Brief => I need the number of lines in the data that contain the word "guitar", and nothing beyond it.
::::::
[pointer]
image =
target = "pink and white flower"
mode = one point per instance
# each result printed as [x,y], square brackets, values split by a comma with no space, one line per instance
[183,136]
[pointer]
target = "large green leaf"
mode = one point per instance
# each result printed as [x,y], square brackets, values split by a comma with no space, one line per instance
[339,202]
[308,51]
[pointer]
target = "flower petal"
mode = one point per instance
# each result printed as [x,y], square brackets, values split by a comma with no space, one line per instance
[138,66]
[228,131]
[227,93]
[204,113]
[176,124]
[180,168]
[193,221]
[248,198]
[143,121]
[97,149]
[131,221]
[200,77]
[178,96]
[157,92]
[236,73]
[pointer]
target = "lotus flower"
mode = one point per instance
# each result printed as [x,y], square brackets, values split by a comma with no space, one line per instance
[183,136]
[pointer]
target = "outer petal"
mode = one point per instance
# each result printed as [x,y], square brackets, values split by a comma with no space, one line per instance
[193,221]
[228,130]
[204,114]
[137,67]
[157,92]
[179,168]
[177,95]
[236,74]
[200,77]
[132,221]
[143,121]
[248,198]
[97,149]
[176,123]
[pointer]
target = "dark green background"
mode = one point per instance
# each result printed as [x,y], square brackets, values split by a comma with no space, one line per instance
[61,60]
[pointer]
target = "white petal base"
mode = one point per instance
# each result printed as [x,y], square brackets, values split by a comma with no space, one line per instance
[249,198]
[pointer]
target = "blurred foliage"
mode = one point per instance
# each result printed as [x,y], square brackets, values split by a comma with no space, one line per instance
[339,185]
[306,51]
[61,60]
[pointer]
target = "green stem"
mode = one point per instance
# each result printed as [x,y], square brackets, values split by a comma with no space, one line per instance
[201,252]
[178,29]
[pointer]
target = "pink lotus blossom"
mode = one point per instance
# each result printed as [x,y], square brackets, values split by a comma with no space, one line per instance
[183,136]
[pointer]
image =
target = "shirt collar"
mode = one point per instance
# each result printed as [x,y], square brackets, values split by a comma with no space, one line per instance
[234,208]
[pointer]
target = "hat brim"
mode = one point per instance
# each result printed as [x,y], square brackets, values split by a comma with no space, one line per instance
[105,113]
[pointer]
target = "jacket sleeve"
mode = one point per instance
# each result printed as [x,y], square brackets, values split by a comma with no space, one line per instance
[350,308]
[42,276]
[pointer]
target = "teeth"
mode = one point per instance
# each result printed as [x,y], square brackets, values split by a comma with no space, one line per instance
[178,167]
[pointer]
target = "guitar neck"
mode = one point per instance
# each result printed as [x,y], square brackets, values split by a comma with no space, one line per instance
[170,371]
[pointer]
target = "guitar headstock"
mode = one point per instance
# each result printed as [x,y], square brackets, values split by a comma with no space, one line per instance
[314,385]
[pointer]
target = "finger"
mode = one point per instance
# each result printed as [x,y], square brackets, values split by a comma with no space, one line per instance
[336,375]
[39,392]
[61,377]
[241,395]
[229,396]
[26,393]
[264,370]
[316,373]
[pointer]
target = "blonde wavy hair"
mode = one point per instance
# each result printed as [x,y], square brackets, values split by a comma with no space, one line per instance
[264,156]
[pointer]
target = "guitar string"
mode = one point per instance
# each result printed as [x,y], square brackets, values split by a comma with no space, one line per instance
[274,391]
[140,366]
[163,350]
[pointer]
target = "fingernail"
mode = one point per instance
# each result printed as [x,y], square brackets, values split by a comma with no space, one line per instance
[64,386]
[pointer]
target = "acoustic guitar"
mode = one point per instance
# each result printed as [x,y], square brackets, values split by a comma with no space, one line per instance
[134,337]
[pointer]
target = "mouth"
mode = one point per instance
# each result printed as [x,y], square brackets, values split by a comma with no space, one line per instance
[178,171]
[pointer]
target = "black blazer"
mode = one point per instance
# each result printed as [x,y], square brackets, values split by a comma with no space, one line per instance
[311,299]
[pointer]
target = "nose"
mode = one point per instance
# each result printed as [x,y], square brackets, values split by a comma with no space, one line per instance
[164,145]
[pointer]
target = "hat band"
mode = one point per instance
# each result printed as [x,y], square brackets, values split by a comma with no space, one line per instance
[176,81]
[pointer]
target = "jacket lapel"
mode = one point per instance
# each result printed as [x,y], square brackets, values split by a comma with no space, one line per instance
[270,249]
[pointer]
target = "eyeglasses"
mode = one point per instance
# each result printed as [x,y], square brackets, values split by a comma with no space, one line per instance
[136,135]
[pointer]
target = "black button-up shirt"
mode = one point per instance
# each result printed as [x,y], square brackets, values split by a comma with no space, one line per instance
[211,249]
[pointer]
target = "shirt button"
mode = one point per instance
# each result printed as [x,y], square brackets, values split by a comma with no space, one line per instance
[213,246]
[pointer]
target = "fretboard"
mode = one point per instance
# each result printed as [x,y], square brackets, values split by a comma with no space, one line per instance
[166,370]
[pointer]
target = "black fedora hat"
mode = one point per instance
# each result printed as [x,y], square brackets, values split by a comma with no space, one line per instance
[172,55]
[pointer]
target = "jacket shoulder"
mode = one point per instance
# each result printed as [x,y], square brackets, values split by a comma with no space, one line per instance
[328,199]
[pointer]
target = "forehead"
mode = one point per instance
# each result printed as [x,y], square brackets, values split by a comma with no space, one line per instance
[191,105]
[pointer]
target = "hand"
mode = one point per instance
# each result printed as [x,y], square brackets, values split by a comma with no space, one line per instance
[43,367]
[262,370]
::::::
Answer space => 4